── RECORDS SHOWN
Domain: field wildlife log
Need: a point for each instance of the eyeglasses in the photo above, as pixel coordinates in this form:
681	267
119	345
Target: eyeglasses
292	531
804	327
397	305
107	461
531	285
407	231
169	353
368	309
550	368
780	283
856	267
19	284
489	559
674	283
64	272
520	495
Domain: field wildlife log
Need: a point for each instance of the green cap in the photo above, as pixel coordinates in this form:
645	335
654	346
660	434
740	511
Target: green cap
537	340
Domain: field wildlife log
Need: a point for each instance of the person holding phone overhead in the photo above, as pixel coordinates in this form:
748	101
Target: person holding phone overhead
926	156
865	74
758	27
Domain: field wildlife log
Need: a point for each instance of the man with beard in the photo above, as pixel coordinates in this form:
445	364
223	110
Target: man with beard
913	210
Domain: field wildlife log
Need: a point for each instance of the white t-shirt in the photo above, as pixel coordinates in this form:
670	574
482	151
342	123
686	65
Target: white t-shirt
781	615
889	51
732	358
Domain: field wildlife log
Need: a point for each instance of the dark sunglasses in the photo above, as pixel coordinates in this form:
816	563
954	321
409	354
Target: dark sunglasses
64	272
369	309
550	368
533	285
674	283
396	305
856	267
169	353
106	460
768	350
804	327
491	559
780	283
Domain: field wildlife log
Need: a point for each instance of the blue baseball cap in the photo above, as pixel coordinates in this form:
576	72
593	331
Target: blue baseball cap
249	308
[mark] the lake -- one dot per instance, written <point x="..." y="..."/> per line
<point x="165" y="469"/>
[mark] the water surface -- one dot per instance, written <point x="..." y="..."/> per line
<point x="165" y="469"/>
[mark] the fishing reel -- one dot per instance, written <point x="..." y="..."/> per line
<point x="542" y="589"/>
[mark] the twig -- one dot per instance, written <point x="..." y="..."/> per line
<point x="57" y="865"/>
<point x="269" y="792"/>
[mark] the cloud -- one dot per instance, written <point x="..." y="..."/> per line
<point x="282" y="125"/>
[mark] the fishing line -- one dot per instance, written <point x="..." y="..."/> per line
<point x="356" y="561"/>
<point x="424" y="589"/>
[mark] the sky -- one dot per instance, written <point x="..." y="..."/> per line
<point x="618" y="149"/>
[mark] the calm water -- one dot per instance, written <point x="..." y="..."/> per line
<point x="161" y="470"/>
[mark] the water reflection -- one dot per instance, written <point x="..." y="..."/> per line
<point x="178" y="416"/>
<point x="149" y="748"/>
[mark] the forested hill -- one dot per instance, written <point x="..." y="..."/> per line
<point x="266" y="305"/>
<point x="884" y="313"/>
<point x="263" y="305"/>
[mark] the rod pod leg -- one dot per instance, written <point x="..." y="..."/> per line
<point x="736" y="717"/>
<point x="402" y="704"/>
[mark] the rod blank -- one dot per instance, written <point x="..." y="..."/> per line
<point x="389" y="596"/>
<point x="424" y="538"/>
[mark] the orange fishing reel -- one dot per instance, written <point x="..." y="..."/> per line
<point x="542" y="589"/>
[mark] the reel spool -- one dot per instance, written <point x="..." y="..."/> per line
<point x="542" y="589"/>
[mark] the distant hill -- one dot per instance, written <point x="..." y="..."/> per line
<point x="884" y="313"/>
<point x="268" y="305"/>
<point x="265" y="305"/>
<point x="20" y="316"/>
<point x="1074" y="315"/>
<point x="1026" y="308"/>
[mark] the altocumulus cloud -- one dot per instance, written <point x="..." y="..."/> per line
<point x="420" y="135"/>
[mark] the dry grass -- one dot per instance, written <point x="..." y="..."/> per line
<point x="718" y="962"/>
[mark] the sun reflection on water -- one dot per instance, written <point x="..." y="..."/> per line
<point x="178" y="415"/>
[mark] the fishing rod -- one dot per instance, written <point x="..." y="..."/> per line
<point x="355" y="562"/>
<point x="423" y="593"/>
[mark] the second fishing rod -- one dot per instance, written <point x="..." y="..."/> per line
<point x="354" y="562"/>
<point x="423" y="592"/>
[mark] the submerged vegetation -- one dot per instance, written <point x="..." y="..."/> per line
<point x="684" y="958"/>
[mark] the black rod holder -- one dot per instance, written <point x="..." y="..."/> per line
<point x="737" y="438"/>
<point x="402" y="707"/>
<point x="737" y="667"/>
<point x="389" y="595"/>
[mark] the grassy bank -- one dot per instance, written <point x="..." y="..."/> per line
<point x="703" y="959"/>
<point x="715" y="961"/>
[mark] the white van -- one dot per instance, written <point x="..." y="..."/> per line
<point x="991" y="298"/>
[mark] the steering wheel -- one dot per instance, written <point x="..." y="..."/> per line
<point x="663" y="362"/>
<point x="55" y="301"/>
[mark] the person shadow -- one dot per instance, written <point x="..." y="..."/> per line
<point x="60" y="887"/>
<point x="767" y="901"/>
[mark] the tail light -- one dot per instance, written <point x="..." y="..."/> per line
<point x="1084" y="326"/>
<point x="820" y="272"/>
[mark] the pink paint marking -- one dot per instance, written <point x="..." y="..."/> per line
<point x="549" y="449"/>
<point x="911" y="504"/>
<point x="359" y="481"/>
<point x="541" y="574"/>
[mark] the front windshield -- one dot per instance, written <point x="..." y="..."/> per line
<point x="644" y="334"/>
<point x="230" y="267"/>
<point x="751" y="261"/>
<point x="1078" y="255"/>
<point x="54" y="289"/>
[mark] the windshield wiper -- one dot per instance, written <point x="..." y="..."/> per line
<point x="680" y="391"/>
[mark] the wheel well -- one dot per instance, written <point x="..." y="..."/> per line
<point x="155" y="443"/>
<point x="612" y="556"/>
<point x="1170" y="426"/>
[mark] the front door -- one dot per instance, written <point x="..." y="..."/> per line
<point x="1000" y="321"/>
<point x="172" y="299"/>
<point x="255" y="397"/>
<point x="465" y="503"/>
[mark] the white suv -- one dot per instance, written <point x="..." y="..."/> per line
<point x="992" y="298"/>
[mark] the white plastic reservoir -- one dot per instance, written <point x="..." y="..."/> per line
────
__REQUIREMENTS__.
Reproduce all of the entries above, line for line and word for word, changing nothing.

__RESPONSE TO THIS EXERCISE__.
Domain: field wildlife log
Need: a point for each instance of the eyeglasses in the photo above, as pixel coordinates in this form:
681	267
119	345
Target: eyeglasses
292	531
804	327
397	305
107	461
531	285
407	231
169	353
368	309
550	368
780	283
856	267
19	284
489	559
674	283
64	272
520	495
Domain: field wildlife log
Need: a point for each instance of the green cap in the photo above, as pixel coordinates in this form:
645	335
654	346
660	434
740	511
Target: green cap
537	340
Domain: field wildlife log
Need: a point for each instance of the person holding phone overhead in the photo above, as pixel coordinates in this form:
748	101
Target: person holding phone overhead
926	156
865	74
758	27
Domain: field wildlife log
Need: a point for each instance of the man with beard in the photo above, as pixel coordinates in this form:
445	364
223	110
Target: man with beard
913	210
Domain: field wildlife log
Need: a point for each instance of the white t-shirt in the photo above, as pixel coordinates in this form:
670	574
482	151
342	123
686	65
Target: white t-shirt
781	615
889	51
732	358
Domain: field wildlife log
Need: a point for each instance of the dark sunglasses in the photo above, as pixel coordinates in this form:
816	563
954	321
409	354
Target: dark sunglasses
64	272
369	309
550	368
533	285
674	283
396	305
856	267
169	353
106	460
768	350
804	327
491	559
780	283
Domain: field wildlife log
Need: a point for each instance of the blue baseball cap in the photo above, as pixel coordinates in this form:
576	72
593	331
Target: blue baseball cap
249	308
[mark] the lake -- one dot per instance, written <point x="..." y="..."/> per line
<point x="165" y="469"/>
[mark] the water surface -- one dot per instance, written <point x="..." y="..."/> per line
<point x="165" y="469"/>
[mark] the fishing reel -- one dot per instance, written <point x="..." y="..."/> per line
<point x="542" y="589"/>
[mark] the twig -- one dot per instance, written <point x="..." y="..."/> per line
<point x="57" y="865"/>
<point x="269" y="792"/>
[mark] the cloud -- one dot per instance, written <point x="..." y="..."/> per line
<point x="282" y="125"/>
[mark] the fishing line -- one dot per instance, written <point x="..." y="..."/> per line
<point x="356" y="561"/>
<point x="424" y="589"/>
[mark] the sky -- one dot per instance, written <point x="..." y="..."/> per line
<point x="618" y="149"/>
[mark] the calm water -- one dot per instance, written <point x="..." y="..."/> per line
<point x="161" y="470"/>
[mark] the water reflection -- one dot per instance, written <point x="..." y="..."/> per line
<point x="178" y="416"/>
<point x="149" y="748"/>
[mark] the forested hill -- one dot per instance, written <point x="..." y="..."/> per line
<point x="266" y="305"/>
<point x="884" y="313"/>
<point x="263" y="305"/>
[mark] the rod pod leg -- one dot per instance, written <point x="..." y="..."/> per line
<point x="736" y="717"/>
<point x="402" y="704"/>
[mark] the rod blank -- one dot per instance, written <point x="..." y="..."/> per line
<point x="389" y="596"/>
<point x="424" y="538"/>
[mark] the orange fishing reel -- one dot per instance, written <point x="..." y="..."/> per line
<point x="542" y="589"/>
[mark] the reel spool -- one dot per instance, written <point x="..." y="..."/> per line
<point x="542" y="589"/>
[mark] the distant hill -- one dot per instance, written <point x="..." y="..."/> per line
<point x="884" y="313"/>
<point x="268" y="305"/>
<point x="265" y="305"/>
<point x="20" y="316"/>
<point x="1074" y="315"/>
<point x="1026" y="308"/>
[mark] the altocumulus cloud -- one dot per instance, written <point x="..." y="..."/> per line
<point x="420" y="135"/>
[mark] the dry grass -- one dot per instance, written <point x="..." y="..."/> per line
<point x="718" y="962"/>
[mark] the sun reflection on water -- one dot per instance, written <point x="..." y="..."/> per line
<point x="178" y="415"/>
[mark] the fishing rod -- one dot per instance, written <point x="..." y="..."/> per line
<point x="355" y="562"/>
<point x="423" y="593"/>
[mark] the second fishing rod -- one dot per instance, written <point x="..." y="..."/> per line
<point x="354" y="562"/>
<point x="423" y="592"/>
[mark] the submerged vegetation -- one dot per instance, written <point x="..." y="..."/> per line
<point x="684" y="958"/>
[mark] the black rod holder -- one dot per instance, written <point x="..." y="..."/> per line
<point x="737" y="438"/>
<point x="402" y="707"/>
<point x="737" y="667"/>
<point x="389" y="595"/>
[mark] the grassy bank -- one dot per instance, written <point x="..." y="..."/> per line
<point x="703" y="959"/>
<point x="715" y="961"/>
[mark] the white van -- one dot per instance, written <point x="..." y="..."/> per line
<point x="991" y="298"/>
[mark] the steering wheel -- one dot per instance, written <point x="..." y="..."/> per line
<point x="663" y="362"/>
<point x="55" y="301"/>
[mark] the person shadow -- one dot per instance, written <point x="..." y="..."/> per line
<point x="60" y="887"/>
<point x="767" y="901"/>
[mark] the tail light -- one dot per instance, written <point x="..." y="..."/> per line
<point x="1084" y="326"/>
<point x="820" y="272"/>
[mark] the pink paint marking -- one dot per instance, written <point x="..." y="..."/> per line
<point x="549" y="449"/>
<point x="911" y="504"/>
<point x="359" y="481"/>
<point x="541" y="574"/>
[mark] the front windshield -- one dot per instance, written <point x="..." y="..."/> per line
<point x="644" y="334"/>
<point x="230" y="267"/>
<point x="751" y="261"/>
<point x="1078" y="255"/>
<point x="54" y="289"/>
[mark] the windshield wiper -- one dot per instance, written <point x="..." y="..."/> per line
<point x="680" y="391"/>
[mark] the wheel well -- one dot per instance, written <point x="..." y="..."/> per line
<point x="155" y="443"/>
<point x="612" y="556"/>
<point x="1170" y="426"/>
[mark] the front door -- one dot per instance, written <point x="..." y="..."/> per line
<point x="1000" y="321"/>
<point x="172" y="299"/>
<point x="255" y="397"/>
<point x="465" y="503"/>
[mark] the white suv -- one dot per instance, written <point x="..." y="..."/> per line
<point x="992" y="298"/>
[mark] the white plastic reservoir -- one dot per instance, written <point x="..." y="..."/> per line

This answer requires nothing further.